Retype every entry word for word. Omit the pictures.

>>>

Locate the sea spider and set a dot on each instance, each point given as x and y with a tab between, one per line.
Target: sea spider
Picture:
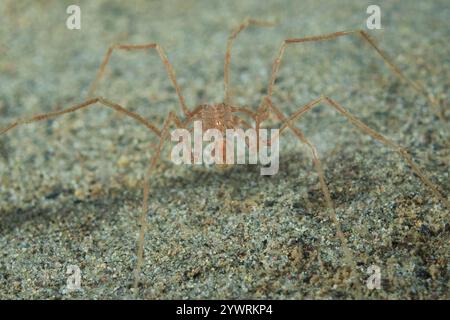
228	115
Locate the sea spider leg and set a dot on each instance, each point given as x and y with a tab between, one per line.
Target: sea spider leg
377	136
226	74
146	189
318	166
130	47
417	86
88	103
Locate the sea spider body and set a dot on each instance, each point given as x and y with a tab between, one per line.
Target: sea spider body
218	116
223	116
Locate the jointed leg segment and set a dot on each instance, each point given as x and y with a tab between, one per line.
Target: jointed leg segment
164	59
417	86
80	106
247	22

<<<

▶ [Problem solution]
Locate the sea spider and set a dot on each instance, each point given as x and y with a tab between, one per line.
Target: sea spider
Picture:
228	115
Locate the sea spider leg and set a dot on each instance, each point given as x and y with a tab between, one per line.
Target: sea spider leg
377	136
226	74
146	189
318	166
130	47
417	86
88	103
Locate the sea spider body and set a dot on each instance, each point given as x and y with a tab between, one per line.
Target: sea spider body
218	116
223	116
Locate the jointed leg segment and set a dot on each instance, each point given as x and y with a tab between, one per line.
Target: jointed leg segment
164	59
417	86
80	106
247	22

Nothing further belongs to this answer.